— BEGIN INFORMATION SHOWN —
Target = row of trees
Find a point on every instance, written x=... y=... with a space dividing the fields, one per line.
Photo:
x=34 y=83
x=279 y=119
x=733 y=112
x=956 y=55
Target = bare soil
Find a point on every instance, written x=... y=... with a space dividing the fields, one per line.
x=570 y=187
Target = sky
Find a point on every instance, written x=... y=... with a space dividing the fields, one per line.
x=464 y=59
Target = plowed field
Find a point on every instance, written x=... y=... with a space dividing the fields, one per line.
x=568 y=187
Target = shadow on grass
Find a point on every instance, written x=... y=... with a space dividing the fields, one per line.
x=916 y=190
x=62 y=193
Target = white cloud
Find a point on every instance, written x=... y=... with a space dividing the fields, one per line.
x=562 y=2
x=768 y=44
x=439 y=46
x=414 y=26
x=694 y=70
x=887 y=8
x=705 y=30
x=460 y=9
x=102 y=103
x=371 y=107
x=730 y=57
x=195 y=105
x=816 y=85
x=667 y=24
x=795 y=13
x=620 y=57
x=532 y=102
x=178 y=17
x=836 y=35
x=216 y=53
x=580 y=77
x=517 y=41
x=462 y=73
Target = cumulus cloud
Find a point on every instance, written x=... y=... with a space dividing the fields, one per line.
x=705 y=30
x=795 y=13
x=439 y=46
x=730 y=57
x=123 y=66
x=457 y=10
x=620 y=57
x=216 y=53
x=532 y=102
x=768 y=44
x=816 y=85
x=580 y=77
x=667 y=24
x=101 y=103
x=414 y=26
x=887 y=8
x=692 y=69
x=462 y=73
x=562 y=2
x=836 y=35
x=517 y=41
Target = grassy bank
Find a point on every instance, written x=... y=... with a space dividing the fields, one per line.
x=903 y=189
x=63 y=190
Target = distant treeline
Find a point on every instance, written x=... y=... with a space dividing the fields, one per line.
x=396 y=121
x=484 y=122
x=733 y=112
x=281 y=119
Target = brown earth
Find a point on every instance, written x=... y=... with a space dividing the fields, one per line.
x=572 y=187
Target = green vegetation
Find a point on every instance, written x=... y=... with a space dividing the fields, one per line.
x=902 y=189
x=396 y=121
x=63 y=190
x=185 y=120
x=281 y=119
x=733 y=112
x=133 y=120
— END INFORMATION SHOWN —
WORK INSTRUCTIONS –
Reproduce all of the material above, swapping "instance" for "occurrence" everywhere it occurs and changing nothing else.

EXERCISE SOLUTION –
Target = row of trees
Find a point on every occurrence, written x=... y=... with a space dividing the fields, one per line.
Photo:
x=34 y=83
x=279 y=119
x=733 y=112
x=956 y=55
Target = bare soil
Find a point on every occurrence, written x=... y=... with a space dividing the fields, one per line.
x=570 y=187
Target = sky
Find a point on every occurrence, written x=... y=... with a space dividing the fields, one per line.
x=464 y=59
Target = plowed field
Find a point on every occurrence, written x=... y=... with a space dividing the fields, one per line.
x=568 y=187
Target = shadow on grass
Find a point on every occurrence, written x=... y=... with a space dividing the fields, one per line.
x=916 y=190
x=62 y=193
Target = white cloud
Find a point on every occurrence, written x=... y=... with a space dividing the fields, one per line.
x=562 y=2
x=768 y=44
x=439 y=46
x=414 y=26
x=694 y=70
x=887 y=8
x=705 y=30
x=460 y=9
x=102 y=103
x=371 y=107
x=730 y=57
x=195 y=105
x=816 y=85
x=667 y=24
x=795 y=13
x=620 y=57
x=532 y=102
x=178 y=17
x=836 y=35
x=216 y=53
x=580 y=77
x=517 y=41
x=462 y=73
Target = cumulus cloud
Find a point on every occurrence, written x=... y=... with a space dividing the fields, one per line.
x=705 y=30
x=795 y=13
x=439 y=46
x=730 y=57
x=123 y=66
x=457 y=10
x=620 y=57
x=216 y=53
x=532 y=102
x=768 y=44
x=816 y=85
x=580 y=77
x=667 y=24
x=101 y=103
x=414 y=26
x=887 y=8
x=692 y=69
x=462 y=73
x=562 y=2
x=836 y=35
x=517 y=41
Target = grassy bank
Find a point on every occurrence, written x=... y=... with a space dividing the fields, one per line.
x=903 y=189
x=63 y=190
Target = distant treeline
Find a point on every occurrence, written x=... y=... with a space dividing the fields, one per line.
x=396 y=121
x=484 y=122
x=733 y=112
x=281 y=119
Target = brown earth
Find a point on every occurrence, written x=... y=... with a space dividing the fields, one per line.
x=572 y=187
Target = green vegetation
Find a point on every occurrence, written x=... y=... with a space dividing the fields, one per line.
x=902 y=189
x=396 y=121
x=63 y=190
x=185 y=120
x=281 y=119
x=733 y=112
x=133 y=120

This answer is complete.